__TEXT SECTION__

See article by Baird et al., p. 6598

Endocrine therapy combined with PI3K-mTOR inhibition has been considered promising for estrogen receptor-positive breast cancer treatment, but toxicities have limited the clinical application of this strategy. Baird and colleagues report the results of a phase Ib trial in which estrogen receptor-positive, metastatic breast cancer patients were treated with tamoxifen and escalating doses of taselisib, a selective PI3K inhibitor. This combination was well tolerated, with no dose-limiting toxicities. Objective responses were seen in 24% of patients, and 40% of patients had disease control for at least 6 months. This combination was deemed successful and is currently under examination in a phase II trial.

__EXERCISES TO COMPLETE__
1) Copy everything from "Endocrine therapy combined" down to "phase II trial." in the taselisib trial summary, replacing "patients" with "participants".
2) Please carry on the taselisib trial summary from its last sentence.

Saved entries
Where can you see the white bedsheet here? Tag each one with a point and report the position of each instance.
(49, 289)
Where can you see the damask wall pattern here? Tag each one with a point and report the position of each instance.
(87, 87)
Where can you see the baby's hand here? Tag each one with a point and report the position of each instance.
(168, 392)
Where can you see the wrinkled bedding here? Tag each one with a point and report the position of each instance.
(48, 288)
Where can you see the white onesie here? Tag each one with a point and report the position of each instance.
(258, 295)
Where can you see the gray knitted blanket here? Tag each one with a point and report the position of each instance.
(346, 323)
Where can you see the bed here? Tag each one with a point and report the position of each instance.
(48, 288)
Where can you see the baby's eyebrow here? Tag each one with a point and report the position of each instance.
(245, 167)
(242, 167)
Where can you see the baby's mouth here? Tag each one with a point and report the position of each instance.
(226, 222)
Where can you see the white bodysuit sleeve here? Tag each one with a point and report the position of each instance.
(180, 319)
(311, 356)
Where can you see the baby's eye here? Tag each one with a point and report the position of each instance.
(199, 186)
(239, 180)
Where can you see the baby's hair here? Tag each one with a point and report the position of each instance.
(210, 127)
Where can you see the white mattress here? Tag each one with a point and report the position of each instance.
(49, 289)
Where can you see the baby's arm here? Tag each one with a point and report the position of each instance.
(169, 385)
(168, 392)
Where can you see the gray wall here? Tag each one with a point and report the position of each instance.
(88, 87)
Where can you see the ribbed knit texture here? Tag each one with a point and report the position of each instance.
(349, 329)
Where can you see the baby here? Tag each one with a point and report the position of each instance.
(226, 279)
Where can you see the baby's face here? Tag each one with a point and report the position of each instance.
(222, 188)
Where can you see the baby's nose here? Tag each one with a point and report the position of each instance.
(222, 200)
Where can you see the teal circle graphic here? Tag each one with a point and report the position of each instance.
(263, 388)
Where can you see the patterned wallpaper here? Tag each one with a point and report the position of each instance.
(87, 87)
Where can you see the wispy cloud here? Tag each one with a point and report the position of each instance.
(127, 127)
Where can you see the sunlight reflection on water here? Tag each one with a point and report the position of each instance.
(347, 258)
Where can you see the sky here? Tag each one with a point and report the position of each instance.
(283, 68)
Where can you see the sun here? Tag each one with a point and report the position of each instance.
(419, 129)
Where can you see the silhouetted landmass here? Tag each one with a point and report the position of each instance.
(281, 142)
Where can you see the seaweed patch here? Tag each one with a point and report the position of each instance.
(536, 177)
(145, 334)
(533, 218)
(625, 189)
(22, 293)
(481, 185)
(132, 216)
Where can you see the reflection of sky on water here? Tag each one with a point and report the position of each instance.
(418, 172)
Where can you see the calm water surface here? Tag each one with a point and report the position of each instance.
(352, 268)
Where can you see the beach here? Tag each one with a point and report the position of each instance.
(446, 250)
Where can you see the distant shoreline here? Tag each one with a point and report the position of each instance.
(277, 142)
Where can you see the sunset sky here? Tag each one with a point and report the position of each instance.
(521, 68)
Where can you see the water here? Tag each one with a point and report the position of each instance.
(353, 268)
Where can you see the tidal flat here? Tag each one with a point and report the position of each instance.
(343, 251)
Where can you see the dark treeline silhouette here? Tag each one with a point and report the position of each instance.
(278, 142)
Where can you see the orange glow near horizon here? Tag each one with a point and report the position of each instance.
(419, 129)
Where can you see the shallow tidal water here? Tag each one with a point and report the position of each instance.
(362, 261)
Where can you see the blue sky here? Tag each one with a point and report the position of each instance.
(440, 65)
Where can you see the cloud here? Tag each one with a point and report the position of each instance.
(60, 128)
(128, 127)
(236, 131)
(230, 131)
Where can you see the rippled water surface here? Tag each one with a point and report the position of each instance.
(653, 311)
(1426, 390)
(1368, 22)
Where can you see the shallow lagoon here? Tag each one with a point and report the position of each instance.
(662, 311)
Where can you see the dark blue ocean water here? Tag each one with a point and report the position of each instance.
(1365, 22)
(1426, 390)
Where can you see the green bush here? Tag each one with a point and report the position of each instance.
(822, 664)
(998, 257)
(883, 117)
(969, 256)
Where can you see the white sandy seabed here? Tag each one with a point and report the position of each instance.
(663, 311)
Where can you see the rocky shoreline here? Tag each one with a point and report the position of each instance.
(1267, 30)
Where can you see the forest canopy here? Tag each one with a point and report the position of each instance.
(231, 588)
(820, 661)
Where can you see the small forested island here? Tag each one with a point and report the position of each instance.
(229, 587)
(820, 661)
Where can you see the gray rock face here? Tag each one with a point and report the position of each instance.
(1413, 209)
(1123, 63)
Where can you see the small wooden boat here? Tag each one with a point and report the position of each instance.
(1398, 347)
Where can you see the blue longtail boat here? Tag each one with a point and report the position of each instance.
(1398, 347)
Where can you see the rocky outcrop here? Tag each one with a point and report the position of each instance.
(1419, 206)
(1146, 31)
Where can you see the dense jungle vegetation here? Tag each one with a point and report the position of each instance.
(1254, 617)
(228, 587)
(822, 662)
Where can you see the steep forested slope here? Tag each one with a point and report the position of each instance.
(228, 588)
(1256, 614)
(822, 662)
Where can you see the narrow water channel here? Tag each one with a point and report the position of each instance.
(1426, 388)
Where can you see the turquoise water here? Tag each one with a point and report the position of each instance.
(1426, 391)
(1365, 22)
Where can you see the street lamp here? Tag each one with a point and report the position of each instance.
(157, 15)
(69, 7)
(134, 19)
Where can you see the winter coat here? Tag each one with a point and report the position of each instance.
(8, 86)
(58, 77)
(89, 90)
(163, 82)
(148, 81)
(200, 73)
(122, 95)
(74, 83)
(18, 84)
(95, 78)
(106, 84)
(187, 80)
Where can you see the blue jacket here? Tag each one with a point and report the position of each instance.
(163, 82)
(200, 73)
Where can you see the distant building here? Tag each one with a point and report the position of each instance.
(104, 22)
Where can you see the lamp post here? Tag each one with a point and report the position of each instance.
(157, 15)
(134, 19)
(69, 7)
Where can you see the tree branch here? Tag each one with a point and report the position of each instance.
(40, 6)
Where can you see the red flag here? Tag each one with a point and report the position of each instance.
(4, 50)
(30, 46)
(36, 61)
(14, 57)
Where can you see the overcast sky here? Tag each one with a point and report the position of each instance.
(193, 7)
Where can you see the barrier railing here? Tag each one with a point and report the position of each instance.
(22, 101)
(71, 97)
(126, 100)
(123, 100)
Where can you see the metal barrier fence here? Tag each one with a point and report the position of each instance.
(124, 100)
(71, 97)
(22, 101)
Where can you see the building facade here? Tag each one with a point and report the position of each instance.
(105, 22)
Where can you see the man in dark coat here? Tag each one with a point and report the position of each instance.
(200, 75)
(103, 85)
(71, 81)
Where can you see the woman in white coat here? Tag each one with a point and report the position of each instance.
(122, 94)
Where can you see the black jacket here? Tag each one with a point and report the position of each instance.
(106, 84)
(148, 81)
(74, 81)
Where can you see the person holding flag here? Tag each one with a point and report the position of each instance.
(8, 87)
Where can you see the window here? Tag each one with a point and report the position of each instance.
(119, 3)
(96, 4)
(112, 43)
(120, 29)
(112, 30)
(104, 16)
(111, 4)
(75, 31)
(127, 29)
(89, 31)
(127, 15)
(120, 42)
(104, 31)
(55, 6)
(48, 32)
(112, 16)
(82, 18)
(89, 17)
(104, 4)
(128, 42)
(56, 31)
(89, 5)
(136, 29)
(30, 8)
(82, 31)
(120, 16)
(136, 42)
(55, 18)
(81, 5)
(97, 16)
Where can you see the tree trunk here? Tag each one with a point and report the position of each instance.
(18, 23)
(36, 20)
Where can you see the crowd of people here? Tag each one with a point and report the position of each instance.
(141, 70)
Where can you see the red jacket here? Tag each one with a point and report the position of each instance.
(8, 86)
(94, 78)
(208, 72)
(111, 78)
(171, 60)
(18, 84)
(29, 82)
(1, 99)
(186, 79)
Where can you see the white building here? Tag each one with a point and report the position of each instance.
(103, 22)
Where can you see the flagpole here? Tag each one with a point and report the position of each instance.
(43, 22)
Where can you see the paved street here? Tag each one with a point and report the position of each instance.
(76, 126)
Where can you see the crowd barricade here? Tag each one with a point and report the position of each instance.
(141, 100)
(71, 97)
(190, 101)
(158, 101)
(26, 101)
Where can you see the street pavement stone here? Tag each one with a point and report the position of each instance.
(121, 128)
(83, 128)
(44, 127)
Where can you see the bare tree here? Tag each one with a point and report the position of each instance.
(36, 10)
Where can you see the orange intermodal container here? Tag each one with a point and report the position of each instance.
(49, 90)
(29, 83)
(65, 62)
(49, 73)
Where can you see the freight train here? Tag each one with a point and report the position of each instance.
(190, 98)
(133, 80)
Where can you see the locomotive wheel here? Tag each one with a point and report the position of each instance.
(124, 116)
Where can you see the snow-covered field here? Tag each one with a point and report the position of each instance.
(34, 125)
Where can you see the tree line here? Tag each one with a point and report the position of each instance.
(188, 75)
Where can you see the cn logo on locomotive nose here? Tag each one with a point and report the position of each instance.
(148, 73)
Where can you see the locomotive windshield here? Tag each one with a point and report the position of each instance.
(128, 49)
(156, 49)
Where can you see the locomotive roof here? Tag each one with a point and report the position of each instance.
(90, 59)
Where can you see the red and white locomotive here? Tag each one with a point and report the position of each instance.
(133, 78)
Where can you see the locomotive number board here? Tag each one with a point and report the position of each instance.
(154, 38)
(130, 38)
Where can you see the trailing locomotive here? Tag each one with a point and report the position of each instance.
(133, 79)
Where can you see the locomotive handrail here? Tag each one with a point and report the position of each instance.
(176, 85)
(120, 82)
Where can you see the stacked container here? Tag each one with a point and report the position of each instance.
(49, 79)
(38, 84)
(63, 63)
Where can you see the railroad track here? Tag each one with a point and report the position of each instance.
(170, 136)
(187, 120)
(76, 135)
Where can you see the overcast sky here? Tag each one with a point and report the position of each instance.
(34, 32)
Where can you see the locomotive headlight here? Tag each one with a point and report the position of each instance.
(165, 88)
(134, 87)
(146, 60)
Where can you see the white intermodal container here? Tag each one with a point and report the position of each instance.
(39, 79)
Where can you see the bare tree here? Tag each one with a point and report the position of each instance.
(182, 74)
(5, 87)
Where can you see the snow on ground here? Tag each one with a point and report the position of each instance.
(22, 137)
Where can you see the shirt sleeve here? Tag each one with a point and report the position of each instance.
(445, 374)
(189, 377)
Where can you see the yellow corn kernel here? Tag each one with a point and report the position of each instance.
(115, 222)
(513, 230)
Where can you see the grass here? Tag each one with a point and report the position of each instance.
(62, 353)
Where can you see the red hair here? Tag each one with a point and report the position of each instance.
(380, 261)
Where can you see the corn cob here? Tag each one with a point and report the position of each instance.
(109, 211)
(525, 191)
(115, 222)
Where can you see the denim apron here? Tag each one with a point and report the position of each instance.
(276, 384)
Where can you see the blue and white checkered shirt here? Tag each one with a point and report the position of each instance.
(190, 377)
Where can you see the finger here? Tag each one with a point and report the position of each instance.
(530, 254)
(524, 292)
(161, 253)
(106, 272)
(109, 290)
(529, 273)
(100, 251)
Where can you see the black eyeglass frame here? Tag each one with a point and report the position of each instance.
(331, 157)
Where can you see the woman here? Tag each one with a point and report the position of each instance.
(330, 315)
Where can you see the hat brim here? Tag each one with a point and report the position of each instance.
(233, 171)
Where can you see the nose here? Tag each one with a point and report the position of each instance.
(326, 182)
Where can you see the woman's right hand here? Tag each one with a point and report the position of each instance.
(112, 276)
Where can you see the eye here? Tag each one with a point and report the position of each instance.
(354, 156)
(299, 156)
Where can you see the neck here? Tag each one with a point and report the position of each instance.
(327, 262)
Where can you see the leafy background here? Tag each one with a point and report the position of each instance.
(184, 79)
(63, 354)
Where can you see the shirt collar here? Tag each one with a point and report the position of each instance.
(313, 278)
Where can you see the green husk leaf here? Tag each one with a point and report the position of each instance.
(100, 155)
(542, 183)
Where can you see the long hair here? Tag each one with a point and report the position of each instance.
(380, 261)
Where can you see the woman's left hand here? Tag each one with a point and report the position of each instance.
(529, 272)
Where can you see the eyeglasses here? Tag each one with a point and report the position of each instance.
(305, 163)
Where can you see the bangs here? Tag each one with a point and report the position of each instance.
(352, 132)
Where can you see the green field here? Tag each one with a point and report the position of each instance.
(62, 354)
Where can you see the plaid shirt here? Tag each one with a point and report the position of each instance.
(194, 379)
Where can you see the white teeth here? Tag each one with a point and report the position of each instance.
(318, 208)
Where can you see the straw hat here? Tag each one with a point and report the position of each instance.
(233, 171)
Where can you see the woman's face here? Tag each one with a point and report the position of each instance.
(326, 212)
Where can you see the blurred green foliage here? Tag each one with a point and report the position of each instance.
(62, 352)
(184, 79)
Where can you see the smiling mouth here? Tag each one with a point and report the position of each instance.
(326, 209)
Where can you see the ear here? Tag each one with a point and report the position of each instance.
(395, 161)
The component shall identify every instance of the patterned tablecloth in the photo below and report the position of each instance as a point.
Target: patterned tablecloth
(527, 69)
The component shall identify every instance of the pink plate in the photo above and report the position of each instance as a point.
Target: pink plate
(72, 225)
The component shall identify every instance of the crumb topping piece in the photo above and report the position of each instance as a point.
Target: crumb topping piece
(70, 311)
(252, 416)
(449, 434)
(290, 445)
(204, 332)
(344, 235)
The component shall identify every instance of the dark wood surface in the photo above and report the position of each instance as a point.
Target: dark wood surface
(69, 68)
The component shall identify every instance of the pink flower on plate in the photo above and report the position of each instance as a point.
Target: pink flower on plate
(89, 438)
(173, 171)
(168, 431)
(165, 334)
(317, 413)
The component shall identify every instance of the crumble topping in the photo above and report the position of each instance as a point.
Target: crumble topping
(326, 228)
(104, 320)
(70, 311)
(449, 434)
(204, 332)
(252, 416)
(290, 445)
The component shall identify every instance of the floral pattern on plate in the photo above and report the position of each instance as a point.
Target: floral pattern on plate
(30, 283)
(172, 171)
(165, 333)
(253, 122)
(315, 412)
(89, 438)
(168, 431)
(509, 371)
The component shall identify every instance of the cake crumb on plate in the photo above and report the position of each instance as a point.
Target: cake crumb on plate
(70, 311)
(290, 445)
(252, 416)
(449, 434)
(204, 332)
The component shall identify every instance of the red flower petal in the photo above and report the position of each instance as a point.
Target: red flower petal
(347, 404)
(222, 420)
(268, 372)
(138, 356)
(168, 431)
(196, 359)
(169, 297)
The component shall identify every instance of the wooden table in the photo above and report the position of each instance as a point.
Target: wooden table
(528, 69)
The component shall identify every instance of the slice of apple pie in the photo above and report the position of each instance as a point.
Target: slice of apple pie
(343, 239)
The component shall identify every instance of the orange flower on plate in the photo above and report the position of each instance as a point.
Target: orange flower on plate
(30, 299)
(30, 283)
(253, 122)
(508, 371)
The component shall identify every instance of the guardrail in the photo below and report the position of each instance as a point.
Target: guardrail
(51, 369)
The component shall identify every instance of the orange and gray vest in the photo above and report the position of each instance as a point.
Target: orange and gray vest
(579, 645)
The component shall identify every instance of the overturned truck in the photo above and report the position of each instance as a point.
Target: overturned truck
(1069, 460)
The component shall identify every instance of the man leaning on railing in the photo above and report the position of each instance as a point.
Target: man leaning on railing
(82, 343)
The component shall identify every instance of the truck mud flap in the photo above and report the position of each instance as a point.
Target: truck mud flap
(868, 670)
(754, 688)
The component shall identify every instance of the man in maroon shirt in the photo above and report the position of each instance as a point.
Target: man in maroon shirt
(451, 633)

__ANSWERS BY ITEM NUMBER__
1)
Endocrine therapy combined with PI3K-mTOR inhibition has been considered promising for estrogen receptor-positive breast cancer treatment, but toxicities have limited the clinical application of this strategy. Baird and colleagues report the results of a phase Ib trial in which estrogen receptor-positive, metastatic breast cancer participants were treated with tamoxifen and escalating doses of taselisib, a selective PI3K inhibitor. This combination was well tolerated, with no dose-limiting toxicities. Objective responses were seen in 24% of participants, and 40% of participants had disease control for at least 6 months. This combination was deemed successful and is currently under examination in a phase II trial.

2)
See article by Bottino et al., p. 6633

Selecting the recommended phase II dose (RP2D) that provides maximal antitumor effect and tolerability is challenging, especially in the setting of combination treatment. Because phase I studies are underpowered for efficacy, Bottino and colleagues developed a modeling methodology that uses preclinical antitumor activity data and phase I clinical toxicity data to predict an optimal RP2D for combination therapy. The approach was applied to a PI3K and TORC1/2 inhibitor combination, illustrating the potential for this method to guide combination RP2D determination.

See article by Dagogo-Jack et al., p. 6662

Patients with advanced ALK-positive lung cancer typically receive a second-generation ALK inhibitor followed by lorlatinib and develop compound ALK mutations. Dagogo-Jack and colleagues hypothesized that sequencing plasma would reveal a broader spectrum of ALK mutations than tissue. To this end, they assessed over 100 plasma specimens and demonstrated that the accumulation of ALK mutations during sequential treatment with next-generation ALK inhibitors promotes formation of refractory compound mutations. Plasma was more likely than tissue to harbor multiple detectable ALK mutations. This study highlights the potential for plasma genotyping to monitor the molecular evolution of therapeutic resistance.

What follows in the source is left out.